Görevler:
1. Babalık üzerine okuma metnini iki cümleyle özetleyin.
2. Babalık üzerine okuma metninde "Dünyanın en yüksek dağı olur" sözleriyle başlayan paragrafı, temel bilgilerini koruyarak madde madde yeniden yazın.
3. Babalık üzerine okuma metnini kaldığı yerden sürdürün.

Okuma metni:
>>
Bir Litre Gözyaşı 12. Bölüm: Baharı Çağırmak

Bir çocuk doğar, “anne ve kız ikisi de sağlıklılar çok şükür” cümlesini ilk o duyar, sevinçten gözyaşları akar, aşık olduğu kadın gibi birisi daha var bu dünyada artık…

Çocuk yürümeye çalışır, düşer, o elinden tutar, “hadi kızım hadi sen başara bileceksin, ben hep senin yanında olacağım güzel kızım”

Dünyanın en yüksek dağı olur babanın omuzları, çıkar o dağın üstüne bir kahraman gibi güçlü bilir kendisini, dünyanın en güzel sesi olur babanın sesi, şarkılar ve masallar ilk o sesle fısıldanır kulağa… Büyümeye başlar çocuk ve o omuzlar sığınak olur, gözyaşlarının izi kalır orada, çocuklukta anlatılan o sesin yankıları kalır kulakta…

Baba olmak bir nimettir herkes baba olamaz demişler, kan bağı değil mevzu sadece, kimisi can bağıyla baba olur evlatlarına ve ne büyük bir mutluluktur kanıyla ve canıyla bağlı olan bir babaya sahip olmak.
<<
Verilen malzeme:
>>
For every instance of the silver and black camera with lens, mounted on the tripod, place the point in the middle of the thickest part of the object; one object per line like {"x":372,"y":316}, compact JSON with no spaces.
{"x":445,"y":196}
<<
Beklenen yanıtlar:
1. Metin, bir babanın kızının sağlıklı doğduğunu duyup sevinçten ağlamasını, yürümeyi öğrenirken onun elinden tutmasını ve omuzlarıyla sesiyle çocuğun hayatında sığınak olmasını anlatır. Ardından babalığın bir nimet olduğunu, yalnızca kan bağıyla değil can bağıyla da kurulabildiğini ve kanıyla canıyla bağlı bir babaya sahip olmanın büyük bir mutluluk olduğunu vurgular.

2.
- Babanın omuzları çocuk için dünyanın en yüksek dağıdır; çocuk oraya çıkınca kendini bir kahraman gibi güçlü hisseder.
- Babanın sesi dünyanın en güzel sesidir; şarkılar ve masallar kulağa ilk bu sesle fısıldanır.
- Çocuk büyüdükçe bu omuzlar bir sığınak olur ve orada gözyaşlarının izi kalır.
- Çocuklukta anlatılanların sesi, yankı olarak kulakta kalır.

3.
Baba kelimesini aradım sözlükte ve karşıma çocuğu olan erkeğe baba söylenir cümlesi çıktı, ne kadar eksik anlatılmış bazı kelimeler sözlükte… Düşündüm, mesela “ben senin elin ayağın olurum güzel kızım” cümlesini yazsaydılar keşke dedim…

Çocuk ne kadar büyüse de yine o omuzlar sığınağıdır, her düştüğünde çağırır onu “bana bir masal anlat baba” içinde yorgunluk, pes etmek ve kötülerin kazandığı bir yer olmasın ister…. yine babası onu kaldırır omuzlarında taşır, eli olur ayağı olur…
Ve ne güzel anlatıldı baba bu sahnede, kimisi evlat acısından, kimisi baba yarasından gözyaşı döktü ve kimisi de bu acıyı his ederek bu hayatta bu hikayeyi yaşayan gerçek insanlar var diye ağladı, düğümlendi boğazı….

Bu bölüm aile arasındaki sahneler o kadar güçlü ve etkileyici bir şekilde anlatılmıştı ki hala etkisinden çıkamayanlardan birisiyim ben, anne ve kızların arasındaki samimiyet, baba ve kızın o muhteşem sahnesinden sonra Muzaffer ve Mahirin yapıştırıcı olayı (ahahajahajahha) , abla ve kardeşleri hepsi çok güzeldi ve kalbime dokundu ve diğer bölümlerde yine daha güzel sahnelerin geleceğine bir ışık verdi bize.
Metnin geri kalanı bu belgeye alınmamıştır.